---------- EXTRACT PROVIDED ----------

DAC 2022: Day 2

I covered Day 1 (and Day 0) of the Design Automation Conference in my post yesterday DAC 2022: Day 1. Tuesday was Day 2.

The keynote sessions started off with awards. Anirudh Devgan, Cadence's CEO, is the honoree of the 2021 Kaufman Award. He received his award earlier this year, and you can read about that in my post The 2022 Kaufman Dinner. But if an award is worth bestowing once then it is worth bestowing twice, and Anirudh received the award a second time at DAC (before going on to deliver the keynote).

Spectre

Later, one of the other awards was for the ACM/CEDA A Richard Newton Technical Impact Award in Electronic Design Automation. To be eligible for this award, the publication needs to have been at least ten years before. In this case, the publication was 27 years before, titled Efficient Steady-State Analysis Based on Matrix-Free Krylov Subspace Methods, which was published at DAC in 1995. The three authors were Jacob White of MIT, Ken Kundert of Cadence, and Ricardo Telichevesky of Cadence. Well, Ken and Ricardo worked for Cadence back then. In fact, both Ken and Ricardo worked for Cadence when I ran Custom IC, where they were the brain-trust of the Spectre family of circuit simulators.

Computational Software and the Future of Intelligent Electronic System Design

Having received his second Kaufman Award, Anirudh was soon back on the stage to deliver the keynote titled Computational Software and the Future of Intelligent Electronic System Design. He started by explaining that computational software is basically computer science plus math, or CS+math.

At one level, there are drivers for the semiconductor industry and so indirectly they are drivers for EDA. In the memorable description of Mike Santorini, EDA is the water-skier behind the speedboat of the semiconductor industry. The current drivers are hyperscale computing, 5G, autonomous vehicles, Industrial IoT, and AI.

The above diagram shows the drivers for EDA (and Cadence). Three that Anirudh called out as the most important:

• System companies building their own silicon
• 3D-IC or chiplet-based design
• EDA with increasing automation based on AI

As a result, the future growth in Moore's Law is not coming from simple scaling, but from putting more onto the chip (multicore, domain-specific computing).

---------- RECORD EXTRACTS ----------

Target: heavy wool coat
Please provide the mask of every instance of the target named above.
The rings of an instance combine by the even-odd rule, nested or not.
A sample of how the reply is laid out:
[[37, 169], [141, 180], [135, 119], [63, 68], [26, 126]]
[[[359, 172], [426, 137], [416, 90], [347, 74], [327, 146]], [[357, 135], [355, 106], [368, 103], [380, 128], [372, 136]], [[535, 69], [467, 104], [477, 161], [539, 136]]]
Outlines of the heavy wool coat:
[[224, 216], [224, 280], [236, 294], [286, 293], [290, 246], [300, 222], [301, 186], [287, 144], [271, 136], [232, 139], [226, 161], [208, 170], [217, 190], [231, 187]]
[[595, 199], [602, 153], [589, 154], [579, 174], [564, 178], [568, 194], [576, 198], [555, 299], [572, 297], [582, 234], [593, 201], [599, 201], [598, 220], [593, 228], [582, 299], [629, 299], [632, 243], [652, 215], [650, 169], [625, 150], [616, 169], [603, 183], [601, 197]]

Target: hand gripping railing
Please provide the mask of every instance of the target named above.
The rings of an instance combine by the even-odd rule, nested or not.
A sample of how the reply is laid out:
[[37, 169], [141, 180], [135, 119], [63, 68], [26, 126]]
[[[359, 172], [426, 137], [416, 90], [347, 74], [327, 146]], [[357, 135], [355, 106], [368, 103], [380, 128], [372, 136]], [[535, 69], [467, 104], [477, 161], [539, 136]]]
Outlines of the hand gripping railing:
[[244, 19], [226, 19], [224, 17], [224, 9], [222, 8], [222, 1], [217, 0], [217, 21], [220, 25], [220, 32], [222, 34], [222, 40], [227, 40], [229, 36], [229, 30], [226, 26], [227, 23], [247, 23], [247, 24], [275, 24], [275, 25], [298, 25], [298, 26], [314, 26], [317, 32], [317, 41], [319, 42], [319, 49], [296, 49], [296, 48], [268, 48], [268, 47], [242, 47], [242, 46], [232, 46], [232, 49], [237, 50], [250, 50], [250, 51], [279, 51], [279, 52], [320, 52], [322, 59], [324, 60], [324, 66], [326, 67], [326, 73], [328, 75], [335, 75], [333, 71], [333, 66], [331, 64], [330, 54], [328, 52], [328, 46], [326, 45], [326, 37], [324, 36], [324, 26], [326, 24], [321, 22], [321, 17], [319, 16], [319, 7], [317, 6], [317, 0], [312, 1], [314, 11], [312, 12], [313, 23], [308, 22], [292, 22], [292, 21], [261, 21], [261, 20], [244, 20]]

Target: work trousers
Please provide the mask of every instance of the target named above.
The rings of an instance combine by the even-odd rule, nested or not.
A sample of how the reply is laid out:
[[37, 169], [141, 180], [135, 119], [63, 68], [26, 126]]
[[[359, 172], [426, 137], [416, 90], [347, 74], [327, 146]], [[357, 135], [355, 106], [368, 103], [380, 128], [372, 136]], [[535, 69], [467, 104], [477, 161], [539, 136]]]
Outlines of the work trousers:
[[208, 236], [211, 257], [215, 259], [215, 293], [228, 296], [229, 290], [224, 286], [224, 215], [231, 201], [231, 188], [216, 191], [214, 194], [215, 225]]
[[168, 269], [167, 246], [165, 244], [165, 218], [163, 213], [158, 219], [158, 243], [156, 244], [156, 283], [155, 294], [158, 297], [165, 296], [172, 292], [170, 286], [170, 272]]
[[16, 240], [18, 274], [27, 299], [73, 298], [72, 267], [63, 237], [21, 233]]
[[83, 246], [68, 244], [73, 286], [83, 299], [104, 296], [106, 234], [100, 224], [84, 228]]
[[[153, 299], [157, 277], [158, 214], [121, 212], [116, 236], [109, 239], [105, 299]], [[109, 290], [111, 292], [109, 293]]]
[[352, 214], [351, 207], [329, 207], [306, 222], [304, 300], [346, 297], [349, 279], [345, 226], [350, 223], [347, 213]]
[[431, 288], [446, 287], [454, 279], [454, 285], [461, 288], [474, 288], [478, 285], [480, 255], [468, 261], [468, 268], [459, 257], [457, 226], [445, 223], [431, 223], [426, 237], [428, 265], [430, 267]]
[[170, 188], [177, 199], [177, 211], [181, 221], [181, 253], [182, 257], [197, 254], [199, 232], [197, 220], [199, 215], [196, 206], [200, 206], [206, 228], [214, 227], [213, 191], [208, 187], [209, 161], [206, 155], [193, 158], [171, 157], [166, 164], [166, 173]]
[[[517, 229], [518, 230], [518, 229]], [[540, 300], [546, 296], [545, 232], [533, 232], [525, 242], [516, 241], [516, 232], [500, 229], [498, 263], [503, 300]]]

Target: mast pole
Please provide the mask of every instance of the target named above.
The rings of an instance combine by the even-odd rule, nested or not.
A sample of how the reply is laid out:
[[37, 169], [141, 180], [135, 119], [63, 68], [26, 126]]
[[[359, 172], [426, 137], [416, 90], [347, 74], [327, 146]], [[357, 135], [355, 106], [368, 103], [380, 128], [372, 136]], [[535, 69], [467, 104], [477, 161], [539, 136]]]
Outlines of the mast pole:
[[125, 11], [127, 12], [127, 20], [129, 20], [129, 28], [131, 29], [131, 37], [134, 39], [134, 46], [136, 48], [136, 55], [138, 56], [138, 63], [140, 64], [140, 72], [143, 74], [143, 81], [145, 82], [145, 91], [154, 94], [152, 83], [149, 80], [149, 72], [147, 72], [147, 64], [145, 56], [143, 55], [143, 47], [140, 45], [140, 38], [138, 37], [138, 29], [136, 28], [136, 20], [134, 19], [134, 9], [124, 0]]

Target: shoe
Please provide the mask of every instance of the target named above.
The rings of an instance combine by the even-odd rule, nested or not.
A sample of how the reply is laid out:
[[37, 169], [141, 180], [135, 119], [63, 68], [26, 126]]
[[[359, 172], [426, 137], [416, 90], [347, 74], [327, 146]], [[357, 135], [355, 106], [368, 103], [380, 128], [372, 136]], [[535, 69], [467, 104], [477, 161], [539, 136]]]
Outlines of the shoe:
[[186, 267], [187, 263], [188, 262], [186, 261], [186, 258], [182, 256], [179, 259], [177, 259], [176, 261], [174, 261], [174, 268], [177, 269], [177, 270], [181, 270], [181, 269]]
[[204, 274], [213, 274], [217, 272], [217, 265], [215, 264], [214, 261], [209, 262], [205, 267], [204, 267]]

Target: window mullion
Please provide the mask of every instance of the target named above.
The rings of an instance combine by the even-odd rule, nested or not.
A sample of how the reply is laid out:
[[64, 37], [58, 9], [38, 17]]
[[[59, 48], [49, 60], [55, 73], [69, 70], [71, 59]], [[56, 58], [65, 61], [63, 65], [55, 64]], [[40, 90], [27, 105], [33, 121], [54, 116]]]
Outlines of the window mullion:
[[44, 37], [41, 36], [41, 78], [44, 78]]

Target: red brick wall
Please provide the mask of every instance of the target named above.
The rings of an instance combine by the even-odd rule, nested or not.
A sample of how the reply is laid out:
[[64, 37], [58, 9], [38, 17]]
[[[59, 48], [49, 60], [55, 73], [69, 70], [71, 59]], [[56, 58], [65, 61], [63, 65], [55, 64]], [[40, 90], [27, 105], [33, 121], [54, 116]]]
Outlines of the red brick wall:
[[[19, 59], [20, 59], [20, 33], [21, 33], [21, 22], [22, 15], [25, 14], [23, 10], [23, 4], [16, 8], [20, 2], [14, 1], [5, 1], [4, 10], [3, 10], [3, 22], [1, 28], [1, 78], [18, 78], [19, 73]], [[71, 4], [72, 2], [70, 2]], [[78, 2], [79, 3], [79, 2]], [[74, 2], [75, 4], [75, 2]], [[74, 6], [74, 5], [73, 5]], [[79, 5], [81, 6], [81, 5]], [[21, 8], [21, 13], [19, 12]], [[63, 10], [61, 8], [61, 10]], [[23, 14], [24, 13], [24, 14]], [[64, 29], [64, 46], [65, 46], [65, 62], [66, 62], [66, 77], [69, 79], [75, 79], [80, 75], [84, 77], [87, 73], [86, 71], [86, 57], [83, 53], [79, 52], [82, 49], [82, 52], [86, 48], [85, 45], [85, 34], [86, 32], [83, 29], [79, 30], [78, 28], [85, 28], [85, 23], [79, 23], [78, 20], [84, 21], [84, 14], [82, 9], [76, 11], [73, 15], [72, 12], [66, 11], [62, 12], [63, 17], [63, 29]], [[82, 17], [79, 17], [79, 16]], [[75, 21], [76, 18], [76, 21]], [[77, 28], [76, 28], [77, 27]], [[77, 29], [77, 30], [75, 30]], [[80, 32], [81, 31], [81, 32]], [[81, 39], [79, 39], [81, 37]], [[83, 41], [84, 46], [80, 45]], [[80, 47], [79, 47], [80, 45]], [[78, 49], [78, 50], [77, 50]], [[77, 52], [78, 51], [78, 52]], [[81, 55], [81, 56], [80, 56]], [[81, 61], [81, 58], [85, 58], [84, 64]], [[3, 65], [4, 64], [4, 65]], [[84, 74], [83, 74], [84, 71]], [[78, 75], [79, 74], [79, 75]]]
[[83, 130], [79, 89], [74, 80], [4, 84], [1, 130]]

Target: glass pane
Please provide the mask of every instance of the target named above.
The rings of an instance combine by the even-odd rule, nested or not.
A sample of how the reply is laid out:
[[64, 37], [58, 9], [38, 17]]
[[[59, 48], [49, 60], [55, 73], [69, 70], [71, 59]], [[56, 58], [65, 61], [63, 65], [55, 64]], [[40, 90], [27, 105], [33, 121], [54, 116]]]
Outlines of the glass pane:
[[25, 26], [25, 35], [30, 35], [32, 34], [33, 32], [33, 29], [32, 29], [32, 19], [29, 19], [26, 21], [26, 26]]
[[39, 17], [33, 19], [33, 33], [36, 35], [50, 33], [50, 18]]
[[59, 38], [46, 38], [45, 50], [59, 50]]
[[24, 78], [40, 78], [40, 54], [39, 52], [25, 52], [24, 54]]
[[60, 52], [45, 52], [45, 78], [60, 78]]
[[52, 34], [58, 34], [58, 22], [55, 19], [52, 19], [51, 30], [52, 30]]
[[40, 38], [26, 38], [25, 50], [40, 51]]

----------

(SET TASKS)
1) In the DAC 2022 Day 2 post, in what year was the paper that won the A Richard Newton Technical Impact Award published?
2) Pick up the DAC 2022 Day 2 post right after its last sentence and keep writing it.

(ANSWERS IN ORDER)
1) 1995

2)
But EDA has its own version of Moore's Law, leading to a 1000X increase in productivity over the last two decades. On the left is the increase in capacity for digital implementation (synthesis, place and route, static timing signoff, and so on). On the right, the development of Cadence's emulation capability, going back to Quickturn's early days and all the way up to Palladium Z2 today. By the way, 1000X in 20 years is monthly growth rate of 3%, not far off 1% per week.

There is a future stretching out ahead of us too: 3nm coming soon, then 2nm, then 1.4nm, then 1nm. So at least three or four process nodes, a decade or so. But then 3D-IC and software kicks in, meaning we have 30 years of innovation ahead of us, driven more by integration than transistor scaling.

All software will become more and more computational. There is an enormous opportunity for those of us in EDA to expand our knowledge of CS+math into neighboring areas. EDA 1.0 is basic semiconductor and board EDA. EDA 2.0 takes that to the system level. And EDA 3.0 takes ML and big data algorithms into new domains.

The State of EDA: A View from Wall Street

On Sunday, Charles Shi of Needham presented a somewhat pessimistic view of the semiconductor industry heading into a downturn,  but one that EDA will be relatively immune to (people still need to design those next-generation systems even if the current version is not selling so well). Then on Monday, Richard Wayrzyniak of Semico Research Corp gave a more optimistic view of the semiconductor cycle, with no imminent downturn. On Tuesday, it was the turn of Jay Vleeschhouwer of Griffin Securities, who didn't really look at the semiconductor industry at all, just the EDA industry. You can sense his frustration at the Siemens acquisition of Mentor since the numbers are no longer so accessible and the concept of a share price or a market cap doesn't exist for them any more.

Jay started with the big picture. The EDA industry has grown each year for over a decade, reaching $10B last year. Jay is forecasting $11B for 2022. The industry has more than doubled over the last decade and become more concentrated among the big four EDA companies. The EDA big three have increased their share of industry revenues from less than 75% a decade ago to more than 85% today (and more than 90% if you add in the EDA part of ANSYS' revenue).

If ever there is an "up and to the right" graph then this is it, EDA industry revenues (TTM means "trailing twelve months" which smooths out some of the quarter-to-quarter volatility).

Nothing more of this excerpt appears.